━━ DOCUMENT PASSAGE ━━

Importance of collision cells
Flexibility in fragmentation: Different cells can be optimized for different collision energies or fragmentation methods (CID, HCD, ETD, etc.).
Parallel processing: Some instruments allow simultaneous fragmentation of different ion populations.
Improved sensitivity and resolution: By separating fragmentation stages, the instrument can better control ion transmission and reduce background noise.
Each fragment retains the information of its precursor
What is a .wiff file?
- Proprietary raw data format (e.g., TripleTOF).
- Contains metadata: instrument settings, acquisition methods, partial structures.
- Acts as a container/header file that organizes the experiment.
What is a .wiff.scan file?
- Companion file storing the actual spectral data (m/z values and intensities).
- Must be used together with .wiff to reconstruct the dataset.
- Without .wiff.scan, you only have metadata; without .wiff, you can’t interpret the scans.
Other related files:
- .wiff.mtd → method metadata.
- .wiff.analysis → processing/analysis info.
Together, .wiff + .wiff.scan = the raw data package.
What is a .mzML file?
- An open, standardized XML-based format.
- Think of it as a well-organized digital notebook
:
- Each spectrum is a “page” with m/z values, intensities, and metadata.
- Unlike proprietary formats, .mzML can be read by many tools (OpenMS, MaxQuant, XCMS, MZmine, Skyline).
- It preserves both numbers and context, ensuring reproducibility.
Conversion Example (bash):
msconvert sample.wiff --mzML
Raw Data Example (XML):
<spectrum id="scan=101">
<binaryDataArrayList count="2">
<binaryDataArray>
<cvParam name="m/z array"/>
<binary>100.1 101.2 102.3 103.4 104.5</binary>
</binaryDataArray>
<binaryDataArray>
<cvParam name="intensity array"/>
<binary>5 10 2 50 3</binary>
</binaryDataArray>
</binaryDataArrayList>
</spectrum>
- Peak at 103.4 m/z (intensity 50) = real signal.
- Small intensities (2–3) = noise, still preserved in .mzML.
Step-by-Step Summary
- Raw File Conversion → proprietary formats (.wiff, .raw, .d) → .mzML via ProteoWizard.
- Quality Control (QC) → assess signal intensity, peak shape, retention time, MS/MS coverage.
- Decision Point → include if sufficient quality, exclude if not.

━━━
━━ RECORDS PROVIDED ━━

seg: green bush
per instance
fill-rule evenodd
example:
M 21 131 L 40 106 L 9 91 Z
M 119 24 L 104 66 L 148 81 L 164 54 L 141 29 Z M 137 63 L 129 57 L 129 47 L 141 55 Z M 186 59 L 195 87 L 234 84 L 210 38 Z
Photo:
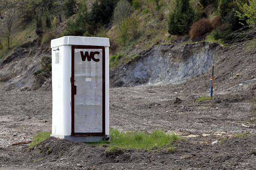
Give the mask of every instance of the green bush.
M 194 10 L 189 0 L 176 0 L 176 7 L 168 20 L 168 32 L 175 35 L 187 34 L 193 23 Z
M 141 10 L 142 7 L 143 2 L 142 0 L 133 0 L 132 7 L 135 10 Z
M 99 0 L 93 4 L 90 20 L 97 27 L 97 24 L 105 24 L 109 22 L 113 14 L 118 0 Z
M 118 40 L 120 44 L 125 46 L 126 42 L 130 38 L 129 33 L 130 23 L 128 19 L 124 20 L 121 21 L 118 26 L 117 30 Z
M 120 0 L 114 10 L 113 20 L 116 23 L 127 18 L 131 13 L 131 6 L 127 0 Z
M 0 40 L 0 50 L 2 50 L 3 48 L 3 44 L 1 42 L 1 40 Z
M 239 10 L 236 10 L 236 14 L 240 21 L 245 20 L 250 26 L 256 25 L 256 1 L 248 0 L 248 3 L 242 3 L 237 1 Z M 244 23 L 241 23 L 244 25 Z
M 63 3 L 64 14 L 67 17 L 76 14 L 76 0 L 64 0 Z
M 148 9 L 148 8 L 146 8 L 142 11 L 142 13 L 143 14 L 148 14 L 149 12 L 149 9 Z
M 48 15 L 46 15 L 45 23 L 46 25 L 46 27 L 48 28 L 49 28 L 51 27 L 52 27 L 52 23 L 51 21 L 51 19 Z
M 233 0 L 220 0 L 218 10 L 221 18 L 225 21 L 225 17 L 232 11 L 233 7 Z
M 83 36 L 85 33 L 89 34 L 93 29 L 88 22 L 88 13 L 86 1 L 82 0 L 78 4 L 78 9 L 75 19 L 69 19 L 67 22 L 67 28 L 64 35 Z
M 205 7 L 210 3 L 210 0 L 199 0 L 198 2 L 204 7 Z
M 52 71 L 52 59 L 47 56 L 45 56 L 41 59 L 41 68 L 34 73 L 34 75 L 37 76 L 43 74 L 46 77 L 50 76 Z
M 157 11 L 159 11 L 161 8 L 161 3 L 162 0 L 153 0 L 153 2 L 156 6 Z
M 110 66 L 113 67 L 117 64 L 122 57 L 122 55 L 121 54 L 111 56 L 109 60 Z

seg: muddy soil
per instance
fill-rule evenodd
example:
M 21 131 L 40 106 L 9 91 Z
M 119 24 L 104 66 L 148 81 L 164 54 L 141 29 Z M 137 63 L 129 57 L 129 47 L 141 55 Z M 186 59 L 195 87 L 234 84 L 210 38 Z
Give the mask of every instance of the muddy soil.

━━━

*PROBLEM SET*
**A.** Answer these questions from the passage on mass spectrometry data files, one answer per line:
(i) What does a .wiff.scan file store?
(ii) Which tool does the step-by-step summary name for converting proprietary formats to .mzML?
(iii) Which file extension holds processing and analysis information?
**B.** According to the passage on mass spectrometry data files, why must a .wiff file and a .wiff.scan file be used together?
**C.** Decide whether each statement agrees with the passage on mass spectrometry data files. Answer yes or no and quote the words that decide it.
(i) The .mzML format is proprietary.
(ii) Small noise intensities are discarded when data is stored in .mzML.
(iii) Some instruments can fragment different ion populations at the same time.

*ANSWERS TO THE TASKS*
**A.**
(i) The actual spectral data (m/z values and intensities).
(ii) ProteoWizard.
(iii) .wiff.analysis.

**B.** Each file holds only part of the dataset. Without the .wiff.scan file, you have only metadata. Without the .wiff file, you cannot interpret the scans.

**C.**
(i) No: "An open, standardized XML-based format."
(ii) No: "Small intensities (2–3) = noise, still preserved in .mzML."
(iii) Yes: "Some instruments allow simultaneous fragmentation of different ion populations."